WHAT YOU WILL DO. Write out the excerpt on DWARF and exception handling word for word, everything from "As the paper" down to "of an exception.".

══ EXCERPT

Unfortunately, it has been a common shorthand to describe .eh_frame exception handling methodology as "DWARF exception handling," or similar phrases. Perhaps this because it is easier to say than the unwieldy "C++ exception handling using the DWARF Call Frame Information format with extensions", or the misleading "C++ ABI for IA-64" or "SVR4 ABI AMD64 Processor Supplement", especially when discussing a processor other than Itanium or AMD-64. This leads to occasional confusion, where people may look at the DWARF Specification for a description of the C++ ABI exception handling method, or where vulnerabilities in the EH scheme are incorrectly characterized as DWARF vulnerabilities, as in the otherwise excellent paper mentioned below.

Exception Handling Exploits

A 2011 Dartmouth College Technical Report by James Oakley titled "Exploiting the Hard-Working DWARF: Trojan and Exploit Techniques Without Native Executable Code" (available at http://www.cs.dartmouth.edu/cms_file/SYS_techReport/559/TR2011-688.pdf), describes ways in which an attacker can modify a program's exception handling tables to execute arbitrary programs. In brief, a program location in the CFI is described using a Location Expression which may be a function written in DWARF byte code. A malicious attacker who can modify an executable can insert an arbitrary program into the exception handler tables and perform essentially any operation permitted by the run time byte code interpreter.

As the paper mentions, virus and trojan detectors may look through the executable code for the signatures characteristic of these attacks, while overlooking an exploit in the exception handler tables. Additionally, the run time byte code interpreter may permit operations which would not reasonably be performed during handling of an exception.

Unfortunately, the paper confabulates the DWARF debug information, used to communicate between a producer (the compiler) and a consumer (the debugger), with the exception handling tables. There is no producer-consumer model with the exception handling data, any more than there is a producer-consumer model in a program which prints "Hello World!" The EH data is required for normal execution of a program, not for debugging the program. Where the paper criticizes DWARF for not limiting stack unwinding (p. 12), it misses its target. The target should be the C++ ABI implementation, not the DWARF Debugging Format.

════
══ DATA PROVIDED

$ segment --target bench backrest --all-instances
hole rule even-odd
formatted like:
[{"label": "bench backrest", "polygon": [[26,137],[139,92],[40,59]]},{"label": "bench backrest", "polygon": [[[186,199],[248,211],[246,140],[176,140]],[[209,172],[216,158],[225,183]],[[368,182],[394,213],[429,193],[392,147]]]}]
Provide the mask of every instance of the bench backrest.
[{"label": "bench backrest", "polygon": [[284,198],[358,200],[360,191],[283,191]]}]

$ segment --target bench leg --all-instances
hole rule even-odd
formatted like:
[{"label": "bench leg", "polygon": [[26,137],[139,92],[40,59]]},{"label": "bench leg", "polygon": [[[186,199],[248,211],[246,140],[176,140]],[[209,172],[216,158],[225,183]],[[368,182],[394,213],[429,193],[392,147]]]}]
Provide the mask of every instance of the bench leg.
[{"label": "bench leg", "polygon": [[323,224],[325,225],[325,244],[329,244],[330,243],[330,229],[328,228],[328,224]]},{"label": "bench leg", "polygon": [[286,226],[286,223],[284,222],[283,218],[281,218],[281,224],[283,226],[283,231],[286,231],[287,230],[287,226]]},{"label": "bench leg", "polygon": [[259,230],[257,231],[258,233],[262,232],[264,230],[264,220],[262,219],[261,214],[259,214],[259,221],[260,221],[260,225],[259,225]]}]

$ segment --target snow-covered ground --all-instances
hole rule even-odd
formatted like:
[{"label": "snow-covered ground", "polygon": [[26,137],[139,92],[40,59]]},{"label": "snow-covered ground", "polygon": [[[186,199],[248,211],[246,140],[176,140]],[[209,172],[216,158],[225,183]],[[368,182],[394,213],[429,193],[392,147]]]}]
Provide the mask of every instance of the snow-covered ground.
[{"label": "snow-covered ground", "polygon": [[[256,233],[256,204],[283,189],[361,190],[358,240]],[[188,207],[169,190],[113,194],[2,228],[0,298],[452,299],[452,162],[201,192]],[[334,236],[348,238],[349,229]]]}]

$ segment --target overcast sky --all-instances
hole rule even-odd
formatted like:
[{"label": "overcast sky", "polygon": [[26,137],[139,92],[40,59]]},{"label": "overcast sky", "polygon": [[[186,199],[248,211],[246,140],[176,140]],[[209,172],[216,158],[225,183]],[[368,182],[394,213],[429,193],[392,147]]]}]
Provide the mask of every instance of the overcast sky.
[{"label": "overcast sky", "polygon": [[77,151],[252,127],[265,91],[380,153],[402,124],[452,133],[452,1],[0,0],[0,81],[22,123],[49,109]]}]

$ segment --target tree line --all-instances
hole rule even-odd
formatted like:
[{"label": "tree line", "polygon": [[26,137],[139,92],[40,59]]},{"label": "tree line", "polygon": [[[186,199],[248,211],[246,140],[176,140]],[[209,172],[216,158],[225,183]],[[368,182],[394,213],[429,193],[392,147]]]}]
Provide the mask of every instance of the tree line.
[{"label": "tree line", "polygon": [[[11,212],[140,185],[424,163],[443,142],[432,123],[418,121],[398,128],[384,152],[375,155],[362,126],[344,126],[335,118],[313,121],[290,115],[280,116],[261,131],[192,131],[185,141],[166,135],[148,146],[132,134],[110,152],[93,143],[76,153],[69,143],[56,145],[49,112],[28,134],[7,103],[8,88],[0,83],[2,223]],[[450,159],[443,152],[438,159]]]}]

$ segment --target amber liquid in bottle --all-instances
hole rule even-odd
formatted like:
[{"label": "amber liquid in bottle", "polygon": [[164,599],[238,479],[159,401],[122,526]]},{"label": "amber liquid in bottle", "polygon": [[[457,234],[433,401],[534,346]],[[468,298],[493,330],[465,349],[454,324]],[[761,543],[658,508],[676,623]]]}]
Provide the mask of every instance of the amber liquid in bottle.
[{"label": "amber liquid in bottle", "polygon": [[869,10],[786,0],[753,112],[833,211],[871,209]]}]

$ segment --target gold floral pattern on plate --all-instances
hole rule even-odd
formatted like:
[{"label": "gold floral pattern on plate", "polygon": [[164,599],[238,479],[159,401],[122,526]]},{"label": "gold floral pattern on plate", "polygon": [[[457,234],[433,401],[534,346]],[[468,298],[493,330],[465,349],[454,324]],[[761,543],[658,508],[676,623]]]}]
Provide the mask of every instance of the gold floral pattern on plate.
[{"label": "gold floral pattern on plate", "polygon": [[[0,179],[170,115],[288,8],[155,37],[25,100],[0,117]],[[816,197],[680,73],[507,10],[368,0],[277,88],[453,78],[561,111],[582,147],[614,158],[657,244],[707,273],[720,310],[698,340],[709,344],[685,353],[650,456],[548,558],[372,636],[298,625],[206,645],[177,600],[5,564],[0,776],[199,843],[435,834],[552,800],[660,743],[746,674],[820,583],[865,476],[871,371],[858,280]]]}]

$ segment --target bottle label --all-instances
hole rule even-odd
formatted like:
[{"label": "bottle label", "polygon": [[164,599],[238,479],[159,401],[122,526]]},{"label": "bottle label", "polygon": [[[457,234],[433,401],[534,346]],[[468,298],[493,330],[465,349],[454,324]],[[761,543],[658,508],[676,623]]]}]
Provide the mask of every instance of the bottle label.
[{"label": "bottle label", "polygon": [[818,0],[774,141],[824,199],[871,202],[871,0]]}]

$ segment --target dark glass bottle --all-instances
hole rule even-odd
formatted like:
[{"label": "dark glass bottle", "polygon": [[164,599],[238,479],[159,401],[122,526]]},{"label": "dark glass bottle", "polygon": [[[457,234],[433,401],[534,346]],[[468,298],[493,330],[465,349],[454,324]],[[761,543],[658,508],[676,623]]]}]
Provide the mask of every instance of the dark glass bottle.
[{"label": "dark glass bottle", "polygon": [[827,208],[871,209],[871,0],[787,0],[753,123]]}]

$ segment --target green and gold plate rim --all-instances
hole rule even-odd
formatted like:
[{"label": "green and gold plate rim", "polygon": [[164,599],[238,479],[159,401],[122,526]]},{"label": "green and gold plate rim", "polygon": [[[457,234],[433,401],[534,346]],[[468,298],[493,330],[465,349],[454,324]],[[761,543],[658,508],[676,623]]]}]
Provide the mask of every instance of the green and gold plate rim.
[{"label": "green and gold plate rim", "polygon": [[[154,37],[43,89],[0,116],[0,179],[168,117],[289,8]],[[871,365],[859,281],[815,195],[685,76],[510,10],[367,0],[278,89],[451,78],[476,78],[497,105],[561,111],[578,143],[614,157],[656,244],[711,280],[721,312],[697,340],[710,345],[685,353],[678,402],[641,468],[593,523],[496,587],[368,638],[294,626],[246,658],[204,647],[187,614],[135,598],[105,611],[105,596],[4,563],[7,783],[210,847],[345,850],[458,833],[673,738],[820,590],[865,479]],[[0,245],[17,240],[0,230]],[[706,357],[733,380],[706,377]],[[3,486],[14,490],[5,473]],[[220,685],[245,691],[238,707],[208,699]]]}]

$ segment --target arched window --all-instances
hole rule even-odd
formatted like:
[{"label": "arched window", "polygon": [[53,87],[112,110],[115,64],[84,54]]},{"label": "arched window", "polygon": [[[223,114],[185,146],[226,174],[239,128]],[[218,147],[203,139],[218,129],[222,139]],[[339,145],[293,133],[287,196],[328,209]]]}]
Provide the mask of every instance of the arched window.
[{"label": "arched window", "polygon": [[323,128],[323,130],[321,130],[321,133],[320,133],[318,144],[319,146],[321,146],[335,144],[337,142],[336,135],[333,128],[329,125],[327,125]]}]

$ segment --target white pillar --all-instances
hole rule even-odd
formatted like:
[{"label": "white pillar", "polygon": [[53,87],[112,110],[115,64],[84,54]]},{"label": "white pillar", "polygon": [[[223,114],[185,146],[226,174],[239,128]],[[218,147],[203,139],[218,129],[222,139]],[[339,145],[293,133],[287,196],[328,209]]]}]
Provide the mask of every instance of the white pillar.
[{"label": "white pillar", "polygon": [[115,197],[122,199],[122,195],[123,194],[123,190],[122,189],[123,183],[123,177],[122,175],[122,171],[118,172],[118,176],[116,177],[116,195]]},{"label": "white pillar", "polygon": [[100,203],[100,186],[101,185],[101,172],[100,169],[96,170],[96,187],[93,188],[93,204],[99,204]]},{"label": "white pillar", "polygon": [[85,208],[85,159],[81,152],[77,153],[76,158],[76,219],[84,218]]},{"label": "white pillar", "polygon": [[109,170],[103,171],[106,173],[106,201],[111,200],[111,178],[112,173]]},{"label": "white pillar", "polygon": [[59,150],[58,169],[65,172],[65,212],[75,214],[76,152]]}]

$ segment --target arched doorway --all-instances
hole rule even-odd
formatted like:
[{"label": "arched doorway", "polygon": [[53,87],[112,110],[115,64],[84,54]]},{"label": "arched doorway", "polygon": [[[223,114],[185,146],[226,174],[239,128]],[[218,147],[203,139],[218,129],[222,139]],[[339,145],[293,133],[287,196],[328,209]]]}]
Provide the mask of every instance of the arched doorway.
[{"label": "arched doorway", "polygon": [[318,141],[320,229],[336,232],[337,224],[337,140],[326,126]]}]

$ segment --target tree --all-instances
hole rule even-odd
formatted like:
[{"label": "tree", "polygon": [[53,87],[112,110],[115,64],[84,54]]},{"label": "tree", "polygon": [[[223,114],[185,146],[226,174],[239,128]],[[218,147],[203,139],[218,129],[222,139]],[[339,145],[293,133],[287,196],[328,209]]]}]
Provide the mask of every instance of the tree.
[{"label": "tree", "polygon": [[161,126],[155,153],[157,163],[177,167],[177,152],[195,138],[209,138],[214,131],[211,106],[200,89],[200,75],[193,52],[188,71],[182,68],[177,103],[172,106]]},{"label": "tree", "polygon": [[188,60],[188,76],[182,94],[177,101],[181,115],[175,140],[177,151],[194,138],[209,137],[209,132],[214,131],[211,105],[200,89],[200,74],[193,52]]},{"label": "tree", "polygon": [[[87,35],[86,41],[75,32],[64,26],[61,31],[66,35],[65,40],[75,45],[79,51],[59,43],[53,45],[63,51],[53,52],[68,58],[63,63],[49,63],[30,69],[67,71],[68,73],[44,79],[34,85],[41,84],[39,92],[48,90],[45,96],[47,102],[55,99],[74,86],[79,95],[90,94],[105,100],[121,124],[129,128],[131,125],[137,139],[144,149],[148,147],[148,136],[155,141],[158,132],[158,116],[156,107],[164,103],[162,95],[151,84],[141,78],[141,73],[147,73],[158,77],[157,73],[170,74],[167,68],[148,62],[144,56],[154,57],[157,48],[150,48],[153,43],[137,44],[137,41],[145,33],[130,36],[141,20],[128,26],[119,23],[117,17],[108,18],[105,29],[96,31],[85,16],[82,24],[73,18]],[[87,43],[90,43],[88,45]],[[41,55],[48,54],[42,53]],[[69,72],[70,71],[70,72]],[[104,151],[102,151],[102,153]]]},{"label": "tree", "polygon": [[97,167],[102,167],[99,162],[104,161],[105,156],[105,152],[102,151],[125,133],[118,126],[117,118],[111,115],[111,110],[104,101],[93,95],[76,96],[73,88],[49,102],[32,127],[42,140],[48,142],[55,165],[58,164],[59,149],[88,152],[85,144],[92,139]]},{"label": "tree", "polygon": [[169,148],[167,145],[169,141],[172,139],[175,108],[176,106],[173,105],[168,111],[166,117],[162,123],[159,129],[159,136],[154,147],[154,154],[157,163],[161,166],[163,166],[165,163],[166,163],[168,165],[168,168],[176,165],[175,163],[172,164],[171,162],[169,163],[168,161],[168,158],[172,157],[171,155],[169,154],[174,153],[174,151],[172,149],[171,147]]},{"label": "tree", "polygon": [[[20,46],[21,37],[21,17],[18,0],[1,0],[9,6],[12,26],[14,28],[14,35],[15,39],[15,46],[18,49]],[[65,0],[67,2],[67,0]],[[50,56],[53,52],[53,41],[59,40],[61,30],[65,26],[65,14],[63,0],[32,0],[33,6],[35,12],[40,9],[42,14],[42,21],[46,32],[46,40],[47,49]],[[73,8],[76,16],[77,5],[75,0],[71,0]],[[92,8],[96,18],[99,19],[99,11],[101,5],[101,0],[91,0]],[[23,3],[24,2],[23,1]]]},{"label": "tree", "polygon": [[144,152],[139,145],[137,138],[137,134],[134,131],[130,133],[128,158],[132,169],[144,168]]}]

════

OUTPUT.
As the paper mentions, virus and trojan detectors may look through the executable code for the signatures characteristic of these attacks, while overlooking an exploit in the exception handler tables. Additionally, the run time byte code interpreter may permit operations which would not reasonably be performed during handling of an exception.